Text excerpt -
-------------------------

Yes, but the transaction fee is typically about US$15 these days, down to US$5 or so if it's the kind of thing you can wait 24 hours for. This is about the same cost as Western Union. Today there's a lot of trade volume as people panic, but the latest block https://blockchain.coinmarketcap.com/block/bitcoin/671850 contains fees ranging from .023 mBTC, with a bunch of transactions paying .042 mBTC up to 58.7 mBTC. The block reward including fees was 7763 mBTC, of which 6250 mBTC is the mining bounty and the other 1513 mBTC is transaction fees for the 2900 transactions in that block, a mean of 0.52 mBTC. The median transaction in that block paid .341 mBTC:

https://btc.com/00000000000000000000476ab57eea9be8ada36e2680...

The recommended fees from earn.com (previously blockchain.info) are currently 102 satoshis per byte for immediate inclusion and 88 satoshis per byte for inclusion within the hour, but this .341 mBTC median from the last block is generally 140 satoshis per byte.

https://bitcoinfees.earn.com/api/v1/fees/recommended

In dollars at US$50/mBTC, this means that the latest block included transactions that paid as little as US$1.15 and as much as US$2935 (!!!), and a whole bunch of transactions that paid US$2.10, but the mean is US$26 and the median is US$17. That means about 1400 of those 2900 transactions paid less than US$17.

-------------------------

Information -

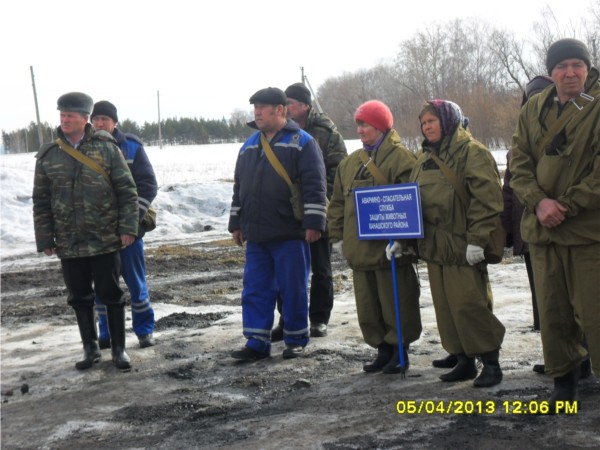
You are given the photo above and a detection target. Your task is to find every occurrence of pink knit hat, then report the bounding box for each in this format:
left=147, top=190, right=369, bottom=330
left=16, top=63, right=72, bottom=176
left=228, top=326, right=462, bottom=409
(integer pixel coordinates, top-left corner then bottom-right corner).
left=354, top=100, right=394, bottom=133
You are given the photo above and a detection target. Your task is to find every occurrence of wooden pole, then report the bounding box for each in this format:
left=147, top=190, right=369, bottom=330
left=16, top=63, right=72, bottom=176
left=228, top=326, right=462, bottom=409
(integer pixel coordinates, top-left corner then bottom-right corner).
left=29, top=66, right=44, bottom=147
left=156, top=91, right=162, bottom=148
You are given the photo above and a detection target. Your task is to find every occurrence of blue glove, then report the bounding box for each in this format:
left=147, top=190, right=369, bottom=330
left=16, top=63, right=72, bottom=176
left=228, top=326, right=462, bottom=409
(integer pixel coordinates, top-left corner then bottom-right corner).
left=385, top=241, right=402, bottom=261
left=331, top=241, right=343, bottom=255
left=467, top=244, right=485, bottom=266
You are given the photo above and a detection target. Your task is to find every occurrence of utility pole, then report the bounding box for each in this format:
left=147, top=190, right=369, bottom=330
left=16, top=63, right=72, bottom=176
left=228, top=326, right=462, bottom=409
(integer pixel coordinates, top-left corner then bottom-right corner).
left=28, top=66, right=44, bottom=150
left=300, top=67, right=323, bottom=113
left=156, top=91, right=162, bottom=148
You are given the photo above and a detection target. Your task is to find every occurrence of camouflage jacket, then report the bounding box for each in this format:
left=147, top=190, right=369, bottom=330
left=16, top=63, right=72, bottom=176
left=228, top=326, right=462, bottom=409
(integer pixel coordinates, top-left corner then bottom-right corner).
left=33, top=124, right=138, bottom=259
left=510, top=67, right=600, bottom=245
left=304, top=108, right=348, bottom=199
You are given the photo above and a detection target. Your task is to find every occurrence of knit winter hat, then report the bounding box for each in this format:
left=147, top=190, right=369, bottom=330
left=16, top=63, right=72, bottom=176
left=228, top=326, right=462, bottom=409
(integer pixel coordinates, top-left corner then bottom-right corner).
left=546, top=38, right=592, bottom=75
left=285, top=83, right=311, bottom=105
left=90, top=100, right=119, bottom=122
left=419, top=99, right=469, bottom=136
left=56, top=92, right=94, bottom=114
left=250, top=87, right=287, bottom=106
left=354, top=100, right=394, bottom=133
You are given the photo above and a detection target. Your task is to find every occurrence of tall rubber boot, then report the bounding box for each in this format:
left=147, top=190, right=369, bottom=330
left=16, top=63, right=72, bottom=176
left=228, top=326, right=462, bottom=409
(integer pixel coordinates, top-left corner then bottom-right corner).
left=363, top=342, right=394, bottom=373
left=473, top=350, right=502, bottom=387
left=73, top=306, right=102, bottom=370
left=381, top=345, right=409, bottom=373
left=106, top=307, right=131, bottom=370
left=548, top=366, right=581, bottom=414
left=431, top=354, right=458, bottom=369
left=440, top=353, right=477, bottom=381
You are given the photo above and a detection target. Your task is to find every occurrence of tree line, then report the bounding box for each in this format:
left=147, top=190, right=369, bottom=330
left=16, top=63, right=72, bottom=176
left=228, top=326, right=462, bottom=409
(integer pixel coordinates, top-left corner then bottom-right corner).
left=2, top=0, right=600, bottom=153
left=2, top=115, right=254, bottom=153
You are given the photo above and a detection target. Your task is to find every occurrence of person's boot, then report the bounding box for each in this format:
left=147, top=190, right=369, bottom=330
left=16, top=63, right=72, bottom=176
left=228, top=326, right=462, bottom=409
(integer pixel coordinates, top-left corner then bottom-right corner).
left=381, top=345, right=409, bottom=373
left=271, top=316, right=283, bottom=342
left=440, top=353, right=477, bottom=381
left=473, top=350, right=502, bottom=387
left=579, top=356, right=592, bottom=380
left=548, top=367, right=581, bottom=414
left=106, top=307, right=131, bottom=370
left=74, top=307, right=102, bottom=370
left=431, top=354, right=458, bottom=369
left=363, top=342, right=394, bottom=373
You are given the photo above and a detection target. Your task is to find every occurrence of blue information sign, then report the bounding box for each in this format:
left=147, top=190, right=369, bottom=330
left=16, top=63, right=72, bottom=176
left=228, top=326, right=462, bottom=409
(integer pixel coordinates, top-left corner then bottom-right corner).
left=354, top=183, right=423, bottom=239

-------------------------

Reproduce the stretch of the Bitcoin fee text above from "https://bitcoinfees.earn.com/api/v1/fees/recommended" through "less than US$17.", word for word.

https://bitcoinfees.earn.com/api/v1/fees/recommended

In dollars at US$50/mBTC, this means that the latest block included transactions that paid as little as US$1.15 and as much as US$2935 (!!!), and a whole bunch of transactions that paid US$2.10, but the mean is US$26 and the median is US$17. That means about 1400 of those 2900 transactions paid less than US$17.